__DATA LISTING__.

— begin —

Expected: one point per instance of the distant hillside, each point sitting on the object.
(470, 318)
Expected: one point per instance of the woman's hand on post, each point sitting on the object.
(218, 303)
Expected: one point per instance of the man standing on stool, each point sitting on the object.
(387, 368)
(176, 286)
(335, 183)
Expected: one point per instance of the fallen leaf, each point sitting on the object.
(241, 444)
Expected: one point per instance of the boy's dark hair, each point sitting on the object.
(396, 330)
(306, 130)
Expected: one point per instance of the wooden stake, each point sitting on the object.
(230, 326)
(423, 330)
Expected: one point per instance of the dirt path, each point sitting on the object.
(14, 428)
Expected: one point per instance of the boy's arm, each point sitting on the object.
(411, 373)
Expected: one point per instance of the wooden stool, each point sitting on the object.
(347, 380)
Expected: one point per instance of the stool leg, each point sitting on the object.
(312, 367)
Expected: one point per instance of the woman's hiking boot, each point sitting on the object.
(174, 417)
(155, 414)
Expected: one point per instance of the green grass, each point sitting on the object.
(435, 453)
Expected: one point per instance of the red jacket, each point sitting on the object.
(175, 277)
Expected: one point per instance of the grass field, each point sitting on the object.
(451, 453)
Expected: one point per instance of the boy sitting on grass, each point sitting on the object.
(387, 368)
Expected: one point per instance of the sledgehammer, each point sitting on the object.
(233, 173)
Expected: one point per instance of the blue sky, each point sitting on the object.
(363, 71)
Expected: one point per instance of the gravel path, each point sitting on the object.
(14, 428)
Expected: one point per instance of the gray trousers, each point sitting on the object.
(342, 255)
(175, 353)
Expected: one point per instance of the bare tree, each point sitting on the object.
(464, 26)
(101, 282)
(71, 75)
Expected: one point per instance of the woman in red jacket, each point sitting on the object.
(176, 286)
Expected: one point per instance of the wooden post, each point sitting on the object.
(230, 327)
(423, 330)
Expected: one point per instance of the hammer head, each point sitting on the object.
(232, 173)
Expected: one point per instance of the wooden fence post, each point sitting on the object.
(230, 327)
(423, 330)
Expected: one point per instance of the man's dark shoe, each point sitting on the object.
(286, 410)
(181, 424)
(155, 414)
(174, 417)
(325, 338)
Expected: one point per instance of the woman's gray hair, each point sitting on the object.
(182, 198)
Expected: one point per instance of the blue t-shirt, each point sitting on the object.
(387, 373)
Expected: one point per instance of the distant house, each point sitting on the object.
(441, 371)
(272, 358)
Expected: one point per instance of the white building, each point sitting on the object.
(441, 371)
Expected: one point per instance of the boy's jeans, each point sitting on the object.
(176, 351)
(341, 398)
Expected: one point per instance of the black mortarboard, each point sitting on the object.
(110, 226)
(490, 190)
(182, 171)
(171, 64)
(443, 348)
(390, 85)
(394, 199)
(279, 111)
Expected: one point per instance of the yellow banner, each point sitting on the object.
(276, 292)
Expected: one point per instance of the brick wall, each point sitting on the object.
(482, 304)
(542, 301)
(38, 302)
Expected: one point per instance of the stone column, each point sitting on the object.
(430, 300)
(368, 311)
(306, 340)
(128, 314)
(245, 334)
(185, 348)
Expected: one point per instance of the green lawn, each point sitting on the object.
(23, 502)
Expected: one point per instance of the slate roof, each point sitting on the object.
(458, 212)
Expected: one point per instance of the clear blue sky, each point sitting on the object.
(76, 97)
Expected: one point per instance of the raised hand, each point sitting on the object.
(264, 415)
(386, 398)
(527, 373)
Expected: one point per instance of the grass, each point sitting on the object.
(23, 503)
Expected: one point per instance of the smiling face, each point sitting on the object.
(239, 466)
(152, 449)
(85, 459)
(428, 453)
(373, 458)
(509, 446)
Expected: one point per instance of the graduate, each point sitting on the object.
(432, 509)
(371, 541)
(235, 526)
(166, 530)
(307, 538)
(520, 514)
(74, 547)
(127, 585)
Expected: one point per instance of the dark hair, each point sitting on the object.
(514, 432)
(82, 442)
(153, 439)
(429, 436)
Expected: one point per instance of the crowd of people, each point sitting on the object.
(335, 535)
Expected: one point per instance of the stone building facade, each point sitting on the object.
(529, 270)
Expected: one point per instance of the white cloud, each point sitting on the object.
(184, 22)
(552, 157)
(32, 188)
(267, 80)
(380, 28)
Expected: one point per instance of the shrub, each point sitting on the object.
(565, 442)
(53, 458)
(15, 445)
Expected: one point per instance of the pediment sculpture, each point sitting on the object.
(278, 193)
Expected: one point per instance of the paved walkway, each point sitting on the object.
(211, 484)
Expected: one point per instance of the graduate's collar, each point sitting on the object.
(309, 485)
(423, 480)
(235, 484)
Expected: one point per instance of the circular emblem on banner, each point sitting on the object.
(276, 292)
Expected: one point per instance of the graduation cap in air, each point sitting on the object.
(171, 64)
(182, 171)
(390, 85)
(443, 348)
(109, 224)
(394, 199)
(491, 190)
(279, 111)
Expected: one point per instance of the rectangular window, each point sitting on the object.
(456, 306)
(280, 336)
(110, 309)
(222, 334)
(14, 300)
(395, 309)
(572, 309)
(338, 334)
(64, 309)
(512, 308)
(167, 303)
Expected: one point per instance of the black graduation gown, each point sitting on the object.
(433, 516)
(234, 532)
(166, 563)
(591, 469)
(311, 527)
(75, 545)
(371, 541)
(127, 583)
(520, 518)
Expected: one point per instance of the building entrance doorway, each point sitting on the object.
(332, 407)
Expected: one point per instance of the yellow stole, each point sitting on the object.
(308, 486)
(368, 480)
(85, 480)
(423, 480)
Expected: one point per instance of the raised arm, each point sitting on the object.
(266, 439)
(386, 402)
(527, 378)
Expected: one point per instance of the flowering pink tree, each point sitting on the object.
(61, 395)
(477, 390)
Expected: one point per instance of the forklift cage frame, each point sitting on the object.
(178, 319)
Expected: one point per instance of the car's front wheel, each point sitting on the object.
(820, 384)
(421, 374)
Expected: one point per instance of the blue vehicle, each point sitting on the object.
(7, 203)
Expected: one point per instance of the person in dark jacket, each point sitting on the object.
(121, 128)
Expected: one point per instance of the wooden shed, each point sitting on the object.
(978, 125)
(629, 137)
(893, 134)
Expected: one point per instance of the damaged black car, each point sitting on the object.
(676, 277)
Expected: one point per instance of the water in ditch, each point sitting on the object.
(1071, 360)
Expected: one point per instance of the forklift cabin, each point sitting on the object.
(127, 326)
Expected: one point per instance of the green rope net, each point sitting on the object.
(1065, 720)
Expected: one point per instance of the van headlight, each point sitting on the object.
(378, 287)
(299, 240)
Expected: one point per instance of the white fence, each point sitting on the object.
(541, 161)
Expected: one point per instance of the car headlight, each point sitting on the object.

— end —

Rewrite all of the data above, replacing every occurrence of "Expected:" with "Target:" and leaving everything else unchanged.

Target: one point per instance of the distant hillside, each point sitting on the object.
(470, 318)
Target: one point per instance of the woman's hand on post, each point sitting on the object.
(218, 303)
Target: one point per instance of the man standing on stool, each point sitting on the object.
(387, 368)
(176, 286)
(335, 183)
Target: one point per instance of the fallen leaf, each point sitting on the object.
(241, 444)
Target: one point per instance of the boy's dark hair, each point sitting on the object.
(396, 330)
(306, 130)
Target: one point per instance of the wooden stake, each point sitting on the object.
(230, 326)
(423, 330)
Target: one point per instance of the dirt path, each point sitting on the object.
(14, 428)
Target: one point per instance of the boy's arm, each point sitting on the object.
(411, 373)
Target: one point per instance of the wooden stool, each point sitting on the object.
(347, 380)
Target: one point per instance of the stool leg, each point sitting on the object.
(312, 367)
Target: one point per instance of the woman's hiking boot, each point sitting on the object.
(174, 417)
(155, 414)
Target: one point per instance of the green grass, each point sitting on the object.
(435, 453)
Target: one point per instance of the red jacket, each point sitting on the object.
(175, 277)
Target: one point per instance of the grass field, each point sitting on the object.
(451, 453)
Target: one point per instance of the boy sitting on grass, each point sitting on the object.
(387, 368)
Target: one point per instance of the sledgehammer, each point sitting on the object.
(233, 173)
Target: one point per instance of the blue sky, each point sitting on the object.
(363, 71)
Target: one point per instance of the gravel path, each point sitting on the object.
(14, 428)
Target: one point per instance of the gray trousers, each point sitting on the object.
(342, 255)
(175, 353)
Target: one point per instance of the bare tree, each point sitting on the object.
(464, 26)
(101, 282)
(71, 75)
Target: one point per instance of the woman in red jacket, each point sitting on the object.
(176, 286)
Target: one point per instance of the wooden post, each point sitting on the object.
(230, 327)
(423, 330)
Target: one point per instance of the hammer head, each point sitting on the object.
(232, 173)
Target: one point per instance of the wooden fence post, each point sitting on the object.
(230, 327)
(423, 330)
Target: one point per instance of the man's dark shoe, each point sitting on the object.
(286, 410)
(181, 424)
(155, 414)
(174, 417)
(325, 338)
Target: one point per instance of the woman's gray hair, each point sitting on the object.
(182, 198)
Target: one point per instance of the blue t-shirt, each point sitting on the object.
(387, 373)
Target: one point per instance of the distant house, each point sitting on the object.
(441, 371)
(272, 358)
Target: one point per instance of the white building, each point sitting on the object.
(441, 371)
Target: one point per instance of the boy's jeans, each point sitting on the object.
(176, 351)
(341, 398)
Target: one point per instance of the black mortarboard, each point sitting on the object.
(110, 226)
(490, 190)
(182, 171)
(171, 64)
(443, 348)
(390, 85)
(394, 199)
(279, 111)
Target: one point per instance of the yellow banner, each point sitting on the object.
(276, 292)
Target: one point per instance of the brick wall, each point sitting on the object.
(482, 304)
(542, 301)
(38, 302)
Target: one point per instance of the stone column, each point sitting on the object.
(430, 300)
(368, 311)
(306, 340)
(128, 314)
(245, 334)
(185, 348)
Target: one point per instance of the green lawn, each point sitting on the object.
(23, 502)
Target: one point per instance of the slate roof, each point sitting on the object.
(458, 212)
Target: one point per instance of the clear blue sky, each point sitting on the object.
(76, 97)
Target: one point per instance of the raised hand, each point sitting on the object.
(264, 415)
(386, 398)
(527, 373)
Target: one point per instance of the grass, each point sitting on the object.
(23, 503)
Target: one point per instance of the smiling face, each point sitting on the object.
(239, 466)
(152, 449)
(85, 459)
(428, 453)
(373, 458)
(509, 446)
Target: one point per instance of the graduate, each point sitting on the object.
(432, 509)
(371, 541)
(235, 526)
(166, 530)
(307, 538)
(520, 514)
(74, 547)
(127, 585)
Target: one point per instance of the dark hair, each point sitting on the object.
(514, 432)
(82, 442)
(153, 439)
(429, 436)
Target: one point per instance of the crowd of people, each point sitting on the object.
(335, 535)
Target: one point per instance of the stone building facade, each point sitting on the object.
(529, 270)
Target: one point per instance of the white cloud, each point sitting on the object.
(184, 22)
(552, 157)
(32, 188)
(267, 80)
(380, 28)
Target: one point per instance of the shrub, each point sitting on the object.
(565, 442)
(53, 458)
(15, 445)
Target: one point per instance of the pediment sculpture, each point sitting on the object.
(278, 193)
Target: one point per instance of the paved walkway, each point sitting on the object.
(211, 484)
Target: one point per instance of the graduate's collar, each point sitting on the object.
(309, 485)
(423, 480)
(235, 484)
Target: one point per instance of the circular emblem on banner, each point sitting on the object.
(276, 292)
Target: one point per instance of the graduation cap in air, each point sitting on the object.
(171, 64)
(182, 171)
(390, 85)
(443, 348)
(109, 224)
(394, 199)
(491, 190)
(279, 111)
Target: one point per instance of the rectangular window, each point sitting on the object.
(456, 306)
(280, 336)
(110, 309)
(222, 334)
(14, 300)
(395, 309)
(572, 309)
(338, 334)
(64, 309)
(512, 308)
(167, 303)
Target: one point per instance of the black graduation gown, each point sitting on the object.
(433, 516)
(234, 532)
(166, 563)
(591, 469)
(311, 527)
(75, 545)
(371, 541)
(127, 583)
(520, 518)
Target: one point per instance of the building entrance doorway, each point sitting on the object.
(332, 407)
Target: one point per instance of the yellow stole, each point sitting on the object.
(308, 486)
(368, 480)
(85, 480)
(423, 480)
Target: one point per instance of the raised arm, each point sitting on the object.
(266, 439)
(386, 402)
(527, 378)
Target: one point per instance of the flowering pink tree, each point sitting on the object.
(61, 395)
(477, 390)
Target: one point per instance of the forklift cage frame, each point sitting on the object.
(178, 319)
Target: one point per instance of the car's front wheel, each point sitting on the object.
(820, 384)
(421, 374)
Target: one point per instance of the blue vehicle, each point sitting on the object.
(7, 203)
Target: one point per instance of the person in dark jacket, each point sitting on the object.
(121, 128)
Target: one point per instance of the wooden shed, each point sitting on the object.
(978, 125)
(629, 137)
(893, 134)
Target: one point per instance of the damaged black car, each point sitting on the object.
(676, 277)
Target: one point per instance of the water in ditch, each point sitting on the object.
(1071, 360)
Target: one point per instance of the forklift cabin, each point sitting on the object.
(127, 326)
Target: one point per instance of the green rope net, each point sitting on the object.
(1065, 720)
Target: one point per instance of the van headlight, each point sitting on the object.
(378, 287)
(299, 240)
Target: one point per instance of the white fence, each point sitting on the object.
(541, 161)
Target: one point per instance of the car headlight, each point sitting on the object.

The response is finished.